◆ TEXTO ◆
Processo n° 2010-0.070.472-2
INTERESSADO: Partage Empreendimentos e Participações Ltda.
ASSUNTO: Ação Judicial. Autos n° 0043250-12.2009.8.26.0053 - 8ª VFP.
Informação n° 1.560/2019 - PGM-AJC
PROCURADORIA GERAL DO MUNICÍPIO
COORDENADORIA GERAL DO CONSULTIVO
Senhor Procurador Coordenador
A interessada ajuizou em face da Municipalidade de São Paulo ação sob o rito ordinário com o objetivo de ver declarada a aquisição, por acessão, de trechos do álveo abandonado do Córrego do Sapateiro, pleiteando, sucessivamente, o reconhecimento do direito de investidura sobre as mesmas nesgas, mediante o pagamento do valor a ser arbitrado (fls. 40/51).
A Municipalidade contestou no feito, sustentando a natureza pública da corrente com fundamento no artigo 27 do Código de Águas (fls. 56/63).
A ação, contudo, foi julgada procedente para declarar o domínio originário da autora sobre o trecho do álveo abandonado situado nos imóveis descritos no memorial e na planta elaborada pelo perito judicial (fls. 78/82).
A Municipalidade recorreu, buscando a anulação da sentença ou a improcedência do pedido (fls. 90/97). Convertido o julgamento em diligência (fls. 109/111 e 123/128), após a realização de nova perícia foi negado provimento ao recurso, sob o fundamento de que o Córrego Sapateiro jamais foi navegável ou flutuável (fls. 353/360).
Seguiu-se o recurso especial da Municipalidade sustentando a violação dos artigos 2º, b, e 27 do Código de Águas (fls. 362/368), que não foi admitido (fls. 369/370), existindo, porém, agravo pendente de julgamento (fls. 379/391 e 562).
Ocorre que a autora apresentou proposta de acordo (fls. 563/565), nos termos da minuta de fls. 566/569, envolvendo, em síntese, os seguintes aspectos: a) desistência do agravo em recurso especial por parte da Municipalidade; b) assunção de todas as custas e despesas processuais pela parte contrária.
Assim, embora reconhecendo a competência da unidade para transigir em juízo, nos termos da Portaria PGM 202/18, o DEMAP submeteu o assunto à senhora Procuradora Geral (fls. 622/633).
De fato, conforme ressaltado pelo DEMAP, a questão da aplicação do artigo 27 do Código de Águas1 tem sido objeto de intenso debate mesmo no âmbito da Procuradoria Geral do Município.

◆ OBJETIVO DO EXERCÍCIO ◆
Conforme a informação acima, qual foi o fundamento para negar provimento ao recurso interposto pela Municipalidade contra a sentença?

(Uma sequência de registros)
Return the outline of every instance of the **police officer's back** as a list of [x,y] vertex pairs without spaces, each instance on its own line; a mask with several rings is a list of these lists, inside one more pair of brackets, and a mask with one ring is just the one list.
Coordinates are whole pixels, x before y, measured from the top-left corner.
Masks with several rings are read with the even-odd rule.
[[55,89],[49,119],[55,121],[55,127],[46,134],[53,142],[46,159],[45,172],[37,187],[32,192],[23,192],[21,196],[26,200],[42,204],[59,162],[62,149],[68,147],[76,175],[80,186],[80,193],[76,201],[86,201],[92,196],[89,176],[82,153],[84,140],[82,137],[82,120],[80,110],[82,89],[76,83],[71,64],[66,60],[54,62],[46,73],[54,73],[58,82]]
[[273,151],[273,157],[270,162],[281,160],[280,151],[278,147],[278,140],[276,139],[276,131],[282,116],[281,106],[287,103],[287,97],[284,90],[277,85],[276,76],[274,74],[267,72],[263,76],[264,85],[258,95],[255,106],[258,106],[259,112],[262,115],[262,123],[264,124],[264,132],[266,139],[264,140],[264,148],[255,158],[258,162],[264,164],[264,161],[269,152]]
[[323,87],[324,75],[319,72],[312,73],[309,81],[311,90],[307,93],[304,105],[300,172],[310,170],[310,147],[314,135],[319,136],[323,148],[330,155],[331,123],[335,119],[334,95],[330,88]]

◆ RESULTADO FINAL ◆
Negou-se provimento ao recurso, após a realização de nova perícia, sob o fundamento de que o Córrego Sapateiro jamais foi navegável ou flutuável.